» **Recorded information**:
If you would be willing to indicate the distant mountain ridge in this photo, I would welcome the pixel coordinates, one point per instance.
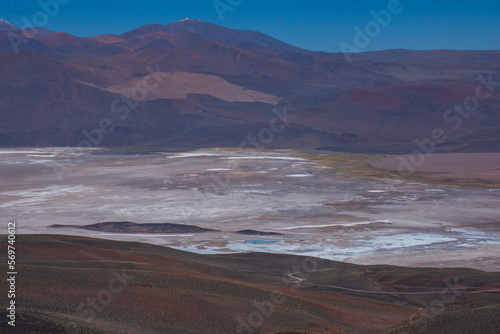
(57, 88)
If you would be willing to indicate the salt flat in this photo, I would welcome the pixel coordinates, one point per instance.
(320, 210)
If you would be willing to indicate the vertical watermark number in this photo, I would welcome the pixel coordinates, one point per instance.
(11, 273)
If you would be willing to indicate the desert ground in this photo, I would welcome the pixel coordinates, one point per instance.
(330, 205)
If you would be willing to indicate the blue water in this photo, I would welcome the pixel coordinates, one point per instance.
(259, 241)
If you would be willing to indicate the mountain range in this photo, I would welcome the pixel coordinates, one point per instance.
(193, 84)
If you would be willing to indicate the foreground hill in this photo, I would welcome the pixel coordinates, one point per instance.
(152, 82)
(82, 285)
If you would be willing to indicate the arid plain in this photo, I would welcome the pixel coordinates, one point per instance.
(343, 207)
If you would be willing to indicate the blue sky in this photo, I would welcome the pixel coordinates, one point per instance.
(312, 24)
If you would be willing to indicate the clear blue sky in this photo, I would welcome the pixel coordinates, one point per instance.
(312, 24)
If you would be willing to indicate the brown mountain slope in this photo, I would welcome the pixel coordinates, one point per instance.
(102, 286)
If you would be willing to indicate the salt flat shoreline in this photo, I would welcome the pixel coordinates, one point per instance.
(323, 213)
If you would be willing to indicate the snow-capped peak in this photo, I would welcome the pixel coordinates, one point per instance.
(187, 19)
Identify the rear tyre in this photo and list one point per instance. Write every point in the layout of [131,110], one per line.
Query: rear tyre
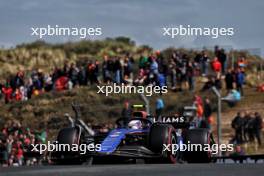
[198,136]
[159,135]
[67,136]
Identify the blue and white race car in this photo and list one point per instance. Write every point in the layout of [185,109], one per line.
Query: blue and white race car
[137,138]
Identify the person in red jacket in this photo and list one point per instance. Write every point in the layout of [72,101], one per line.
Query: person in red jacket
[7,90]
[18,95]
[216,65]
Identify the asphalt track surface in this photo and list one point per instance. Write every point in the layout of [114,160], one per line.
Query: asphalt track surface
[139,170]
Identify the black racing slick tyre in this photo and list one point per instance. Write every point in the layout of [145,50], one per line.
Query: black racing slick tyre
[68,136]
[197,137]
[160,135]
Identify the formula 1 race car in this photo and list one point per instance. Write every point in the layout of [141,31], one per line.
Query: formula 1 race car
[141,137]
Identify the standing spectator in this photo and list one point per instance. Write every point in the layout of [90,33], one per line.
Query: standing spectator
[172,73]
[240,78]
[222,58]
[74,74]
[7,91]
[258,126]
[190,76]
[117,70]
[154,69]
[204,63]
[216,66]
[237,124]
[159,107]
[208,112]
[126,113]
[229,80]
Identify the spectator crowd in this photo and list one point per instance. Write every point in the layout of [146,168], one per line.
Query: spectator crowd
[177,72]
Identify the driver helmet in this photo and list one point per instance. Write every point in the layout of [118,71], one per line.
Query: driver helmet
---
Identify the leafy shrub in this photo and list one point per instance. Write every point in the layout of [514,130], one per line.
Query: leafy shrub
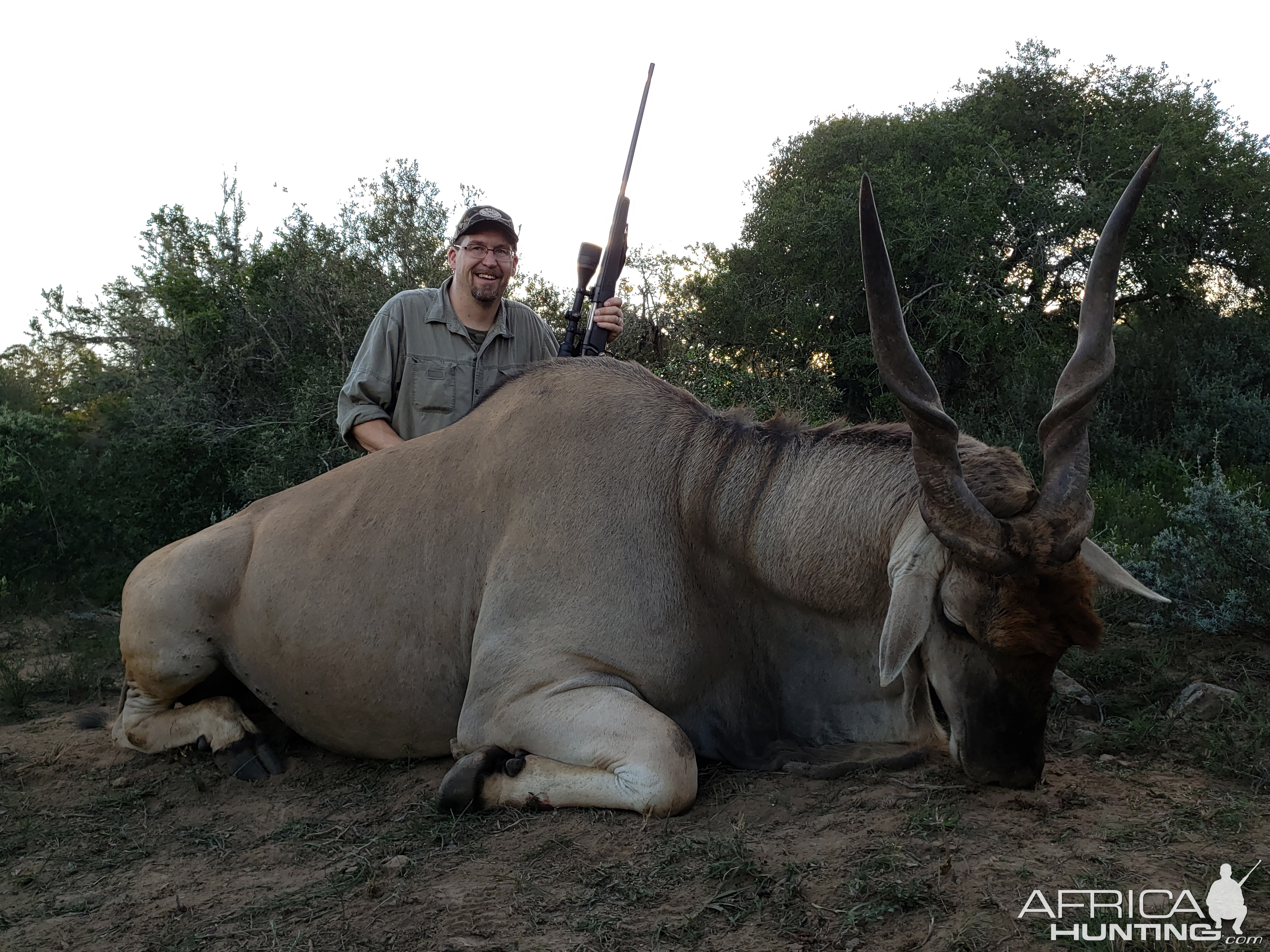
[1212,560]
==
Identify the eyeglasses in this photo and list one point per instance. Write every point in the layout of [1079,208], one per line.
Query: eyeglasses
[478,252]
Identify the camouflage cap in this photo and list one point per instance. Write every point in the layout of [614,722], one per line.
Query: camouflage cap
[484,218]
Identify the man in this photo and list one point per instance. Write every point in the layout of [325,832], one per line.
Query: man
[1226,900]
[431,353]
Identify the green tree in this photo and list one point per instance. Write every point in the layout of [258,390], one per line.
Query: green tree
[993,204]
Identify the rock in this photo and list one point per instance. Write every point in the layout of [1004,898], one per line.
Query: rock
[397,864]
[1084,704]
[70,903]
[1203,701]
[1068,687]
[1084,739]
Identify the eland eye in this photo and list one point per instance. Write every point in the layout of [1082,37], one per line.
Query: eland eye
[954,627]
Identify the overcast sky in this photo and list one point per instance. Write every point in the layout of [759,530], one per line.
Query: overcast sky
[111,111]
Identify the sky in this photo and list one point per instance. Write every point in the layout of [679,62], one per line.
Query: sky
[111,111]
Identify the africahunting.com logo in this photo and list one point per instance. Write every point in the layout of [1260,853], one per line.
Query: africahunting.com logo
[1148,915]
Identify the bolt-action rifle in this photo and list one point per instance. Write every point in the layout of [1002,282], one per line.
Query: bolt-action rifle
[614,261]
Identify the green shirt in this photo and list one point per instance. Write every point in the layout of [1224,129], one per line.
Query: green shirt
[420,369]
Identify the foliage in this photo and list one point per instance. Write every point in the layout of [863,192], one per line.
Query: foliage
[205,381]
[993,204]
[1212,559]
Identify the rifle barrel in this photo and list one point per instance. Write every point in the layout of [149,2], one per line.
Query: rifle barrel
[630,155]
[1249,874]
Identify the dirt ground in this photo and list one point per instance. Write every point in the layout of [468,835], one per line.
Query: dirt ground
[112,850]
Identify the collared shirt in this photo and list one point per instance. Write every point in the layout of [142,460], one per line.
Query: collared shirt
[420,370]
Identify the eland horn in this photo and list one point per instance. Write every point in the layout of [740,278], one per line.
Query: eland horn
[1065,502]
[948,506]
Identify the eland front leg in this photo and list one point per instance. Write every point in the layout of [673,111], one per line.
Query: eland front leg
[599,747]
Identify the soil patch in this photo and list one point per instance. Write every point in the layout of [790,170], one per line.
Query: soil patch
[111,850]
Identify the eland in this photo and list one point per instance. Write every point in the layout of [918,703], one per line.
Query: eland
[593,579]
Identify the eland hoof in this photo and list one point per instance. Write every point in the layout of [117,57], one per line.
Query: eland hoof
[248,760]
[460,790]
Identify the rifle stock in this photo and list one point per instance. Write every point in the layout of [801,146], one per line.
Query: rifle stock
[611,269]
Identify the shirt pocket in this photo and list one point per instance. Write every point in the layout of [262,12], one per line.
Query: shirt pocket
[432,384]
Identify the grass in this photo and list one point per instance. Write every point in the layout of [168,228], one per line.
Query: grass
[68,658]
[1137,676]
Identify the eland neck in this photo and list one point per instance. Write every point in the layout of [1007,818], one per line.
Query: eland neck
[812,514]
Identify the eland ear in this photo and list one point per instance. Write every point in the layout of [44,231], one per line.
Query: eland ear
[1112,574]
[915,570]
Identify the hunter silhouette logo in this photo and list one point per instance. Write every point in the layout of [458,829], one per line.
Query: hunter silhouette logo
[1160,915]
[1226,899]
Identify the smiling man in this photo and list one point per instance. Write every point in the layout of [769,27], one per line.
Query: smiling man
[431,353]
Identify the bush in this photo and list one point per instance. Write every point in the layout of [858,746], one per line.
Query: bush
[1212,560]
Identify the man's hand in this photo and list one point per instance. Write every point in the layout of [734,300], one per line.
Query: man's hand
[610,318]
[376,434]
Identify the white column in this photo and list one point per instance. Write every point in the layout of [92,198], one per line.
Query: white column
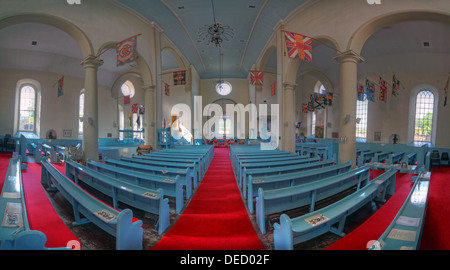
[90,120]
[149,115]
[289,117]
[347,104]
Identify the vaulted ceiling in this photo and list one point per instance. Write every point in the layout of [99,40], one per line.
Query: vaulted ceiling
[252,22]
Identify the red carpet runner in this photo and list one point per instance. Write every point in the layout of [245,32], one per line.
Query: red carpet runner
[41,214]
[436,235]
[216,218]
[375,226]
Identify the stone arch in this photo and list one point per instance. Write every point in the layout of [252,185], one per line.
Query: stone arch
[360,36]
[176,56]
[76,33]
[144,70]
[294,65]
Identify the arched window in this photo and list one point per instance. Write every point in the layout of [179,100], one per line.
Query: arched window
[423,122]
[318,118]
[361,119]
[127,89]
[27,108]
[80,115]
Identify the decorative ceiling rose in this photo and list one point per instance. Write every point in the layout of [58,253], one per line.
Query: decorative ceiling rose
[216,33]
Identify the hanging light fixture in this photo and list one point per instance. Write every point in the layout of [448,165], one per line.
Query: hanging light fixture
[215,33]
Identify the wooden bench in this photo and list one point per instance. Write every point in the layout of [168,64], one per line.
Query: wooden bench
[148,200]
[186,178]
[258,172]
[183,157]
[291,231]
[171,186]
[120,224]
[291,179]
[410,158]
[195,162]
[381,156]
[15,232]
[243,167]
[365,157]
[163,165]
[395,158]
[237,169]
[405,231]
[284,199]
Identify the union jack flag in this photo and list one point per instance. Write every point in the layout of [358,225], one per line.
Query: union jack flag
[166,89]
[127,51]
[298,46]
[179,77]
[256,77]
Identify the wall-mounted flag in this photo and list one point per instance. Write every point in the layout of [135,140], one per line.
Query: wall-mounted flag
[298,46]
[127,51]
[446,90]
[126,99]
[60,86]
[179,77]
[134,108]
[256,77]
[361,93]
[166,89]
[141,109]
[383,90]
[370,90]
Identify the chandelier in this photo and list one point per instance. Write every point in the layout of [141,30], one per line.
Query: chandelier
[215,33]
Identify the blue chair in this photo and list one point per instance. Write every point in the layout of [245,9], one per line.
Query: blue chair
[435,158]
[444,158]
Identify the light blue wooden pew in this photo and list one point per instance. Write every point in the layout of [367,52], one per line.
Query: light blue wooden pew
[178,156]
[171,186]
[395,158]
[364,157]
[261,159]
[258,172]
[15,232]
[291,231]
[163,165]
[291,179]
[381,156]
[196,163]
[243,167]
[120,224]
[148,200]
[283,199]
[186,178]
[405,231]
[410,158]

» **Exercise objective**: Reproduce exactly the lines of the records above from the one with "Query: formula 1 race car" to the one with "Query: driver helmet", both included, and leave out everything else.

» **Written reply**:
Query: formula 1 race car
[141,137]
Identify the standing spectator in this photo and list one point per instance. Write every point in the layout of [90,33], one per line.
Query: standing spectator
[172,73]
[240,78]
[222,58]
[74,74]
[7,91]
[258,126]
[190,76]
[117,70]
[154,69]
[204,63]
[216,66]
[237,124]
[159,107]
[208,112]
[126,113]
[229,80]
Identify the spectator crowd in this photo and list one point per instance. Write every point in the layout of [146,168], one per line.
Query: spectator crowd
[177,72]
Identify the driver helmet in this photo and list one point per instance. Write every point in the layout of [118,71], one per line.
Query: driver helmet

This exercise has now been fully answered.